=== Begin Enclosure ===

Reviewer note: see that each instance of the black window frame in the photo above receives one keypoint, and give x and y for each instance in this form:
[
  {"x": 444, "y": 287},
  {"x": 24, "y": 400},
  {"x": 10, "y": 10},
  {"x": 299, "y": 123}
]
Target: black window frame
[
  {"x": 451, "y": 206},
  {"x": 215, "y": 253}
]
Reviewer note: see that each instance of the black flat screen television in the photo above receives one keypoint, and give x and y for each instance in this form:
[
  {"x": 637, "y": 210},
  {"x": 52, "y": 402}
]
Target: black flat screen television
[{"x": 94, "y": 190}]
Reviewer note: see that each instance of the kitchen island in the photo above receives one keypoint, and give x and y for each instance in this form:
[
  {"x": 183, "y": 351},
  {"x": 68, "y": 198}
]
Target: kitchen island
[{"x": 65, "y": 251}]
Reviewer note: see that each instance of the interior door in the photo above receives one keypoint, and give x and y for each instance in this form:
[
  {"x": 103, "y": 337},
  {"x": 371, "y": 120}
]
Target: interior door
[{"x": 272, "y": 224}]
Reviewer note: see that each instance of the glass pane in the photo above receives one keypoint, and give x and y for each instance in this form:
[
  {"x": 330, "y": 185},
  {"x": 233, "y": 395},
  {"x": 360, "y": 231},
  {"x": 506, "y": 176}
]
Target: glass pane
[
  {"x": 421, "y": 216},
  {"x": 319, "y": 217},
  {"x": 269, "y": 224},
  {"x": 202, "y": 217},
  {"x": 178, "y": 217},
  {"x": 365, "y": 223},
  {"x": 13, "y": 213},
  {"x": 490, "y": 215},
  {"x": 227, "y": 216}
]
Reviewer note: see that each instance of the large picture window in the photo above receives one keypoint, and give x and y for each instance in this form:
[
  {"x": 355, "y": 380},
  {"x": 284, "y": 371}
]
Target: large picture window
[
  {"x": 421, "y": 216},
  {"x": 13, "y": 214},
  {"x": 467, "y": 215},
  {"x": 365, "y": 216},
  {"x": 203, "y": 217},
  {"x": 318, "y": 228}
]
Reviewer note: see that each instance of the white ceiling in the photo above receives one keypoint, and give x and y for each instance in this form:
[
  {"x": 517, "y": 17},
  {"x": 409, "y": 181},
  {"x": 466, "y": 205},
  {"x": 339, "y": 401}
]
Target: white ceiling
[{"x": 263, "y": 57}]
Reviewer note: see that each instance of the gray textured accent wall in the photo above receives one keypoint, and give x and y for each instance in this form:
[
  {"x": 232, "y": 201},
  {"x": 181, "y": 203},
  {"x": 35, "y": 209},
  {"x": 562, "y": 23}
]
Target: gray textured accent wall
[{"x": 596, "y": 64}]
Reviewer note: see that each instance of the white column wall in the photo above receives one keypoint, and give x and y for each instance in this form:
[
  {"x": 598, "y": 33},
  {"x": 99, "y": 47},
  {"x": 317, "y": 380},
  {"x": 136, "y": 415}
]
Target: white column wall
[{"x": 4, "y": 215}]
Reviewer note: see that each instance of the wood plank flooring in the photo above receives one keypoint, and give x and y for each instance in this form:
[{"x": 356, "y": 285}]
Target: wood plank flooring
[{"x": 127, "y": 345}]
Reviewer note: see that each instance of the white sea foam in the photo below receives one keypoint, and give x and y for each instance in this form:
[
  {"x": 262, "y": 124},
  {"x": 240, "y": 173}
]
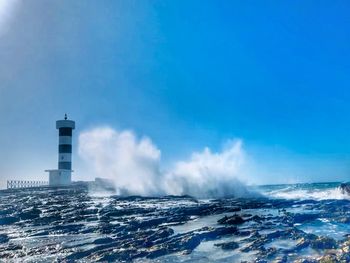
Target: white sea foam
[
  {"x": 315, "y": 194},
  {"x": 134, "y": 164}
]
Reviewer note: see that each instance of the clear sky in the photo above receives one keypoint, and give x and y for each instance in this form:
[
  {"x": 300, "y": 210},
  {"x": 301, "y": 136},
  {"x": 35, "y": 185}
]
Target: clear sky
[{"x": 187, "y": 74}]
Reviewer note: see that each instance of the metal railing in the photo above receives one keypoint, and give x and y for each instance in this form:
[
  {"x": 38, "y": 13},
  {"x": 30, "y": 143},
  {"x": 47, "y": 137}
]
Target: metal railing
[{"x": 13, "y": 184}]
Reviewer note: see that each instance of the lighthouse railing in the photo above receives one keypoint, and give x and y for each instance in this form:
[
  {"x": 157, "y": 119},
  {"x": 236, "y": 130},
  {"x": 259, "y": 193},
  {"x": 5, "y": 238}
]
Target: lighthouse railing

=== End Enclosure ===

Exercise objective
Give back the whole listing exactly; no pictures.

Problem solution
Reviewer note: see that each instance of the black window frame in the photo above receives one keypoint, and give x and y for each instance in this form:
[
  {"x": 444, "y": 287},
  {"x": 24, "y": 400},
  {"x": 10, "y": 10},
  {"x": 299, "y": 123}
]
Target: black window frame
[
  {"x": 451, "y": 206},
  {"x": 215, "y": 253}
]
Reviewer note: see that each instance of the black flat screen television in the photo above receives one keypoint, and give x and y for each instance in this form:
[
  {"x": 637, "y": 210},
  {"x": 52, "y": 402}
]
Target: black flat screen television
[{"x": 94, "y": 190}]
Reviewer note: see that each instance of the kitchen island in the photo above receives one keypoint, and give x and y for each instance in this form:
[
  {"x": 183, "y": 351},
  {"x": 68, "y": 198}
]
Target: kitchen island
[{"x": 65, "y": 251}]
Reviewer note: see that each instance of the interior door in the photo above receives one keypoint, and give x and y for each instance in this form:
[
  {"x": 103, "y": 337},
  {"x": 371, "y": 120}
]
Target: interior door
[{"x": 272, "y": 224}]
Reviewer note: see that each instance of the glass pane in the photo above receives one keypoint, and give x and y for each instance in this form:
[
  {"x": 330, "y": 185},
  {"x": 233, "y": 395},
  {"x": 360, "y": 231},
  {"x": 506, "y": 176}
]
Target: glass pane
[
  {"x": 421, "y": 216},
  {"x": 319, "y": 217},
  {"x": 269, "y": 224},
  {"x": 202, "y": 217},
  {"x": 178, "y": 217},
  {"x": 365, "y": 223},
  {"x": 13, "y": 213},
  {"x": 490, "y": 215},
  {"x": 227, "y": 216}
]
Reviewer note: see that each instance of the large picture window in the photo above receives one keypoint, and give x and y for each instance in this form:
[
  {"x": 355, "y": 380},
  {"x": 284, "y": 371}
]
Target: large picture window
[
  {"x": 421, "y": 216},
  {"x": 13, "y": 214},
  {"x": 467, "y": 215},
  {"x": 365, "y": 216},
  {"x": 203, "y": 217},
  {"x": 318, "y": 228}
]
Reviewer note: see that each instance of the white ceiling in the photo above receives one keypoint, and give x and y for each instance in this form:
[
  {"x": 517, "y": 17},
  {"x": 409, "y": 181},
  {"x": 466, "y": 205},
  {"x": 339, "y": 401}
]
Target: white ceiling
[{"x": 263, "y": 57}]
Reviewer note: see that each instance of the gray textured accent wall in the photo above receives one keypoint, and give x and y for each instance in this form:
[
  {"x": 232, "y": 201},
  {"x": 181, "y": 203},
  {"x": 35, "y": 209},
  {"x": 562, "y": 23}
]
Target: gray textured accent wall
[{"x": 596, "y": 64}]
Reviewer note: see that each instance of the white column wall in the photo above receives one keypoint, and give x and y for each instance in this form:
[
  {"x": 598, "y": 33},
  {"x": 99, "y": 47},
  {"x": 317, "y": 380},
  {"x": 136, "y": 415}
]
Target: white column wall
[{"x": 4, "y": 215}]
Reviewer note: see that each instance of the wood plank flooring in the photo above receives one keypoint, and give x and y for each instance in this form:
[{"x": 356, "y": 285}]
Target: wood plank flooring
[{"x": 127, "y": 345}]
Reviewer note: see that each instance of the white sea foam in the photo below receives one keypoint, and give x and y for each instance in this form:
[
  {"x": 262, "y": 124},
  {"x": 240, "y": 173}
]
Target: white sea foam
[
  {"x": 315, "y": 194},
  {"x": 134, "y": 164}
]
Reviewer note: see that each instance of the clear sky in the photo above receives one keypoint, and give x and y for each instance in this form:
[
  {"x": 300, "y": 210},
  {"x": 301, "y": 136},
  {"x": 35, "y": 185}
]
Target: clear sky
[{"x": 187, "y": 74}]
Reviewer note: see that each instance of the metal railing in the photo above receives one keypoint, and give x and y for each instance in this form:
[
  {"x": 38, "y": 13},
  {"x": 30, "y": 143},
  {"x": 47, "y": 137}
]
Target: metal railing
[{"x": 13, "y": 184}]
Reviewer note: see that each instance of the lighthouse railing in the photo above receives one keypoint, and give x and y for each instance in this form:
[
  {"x": 157, "y": 119},
  {"x": 236, "y": 130},
  {"x": 259, "y": 193},
  {"x": 5, "y": 238}
]
Target: lighthouse railing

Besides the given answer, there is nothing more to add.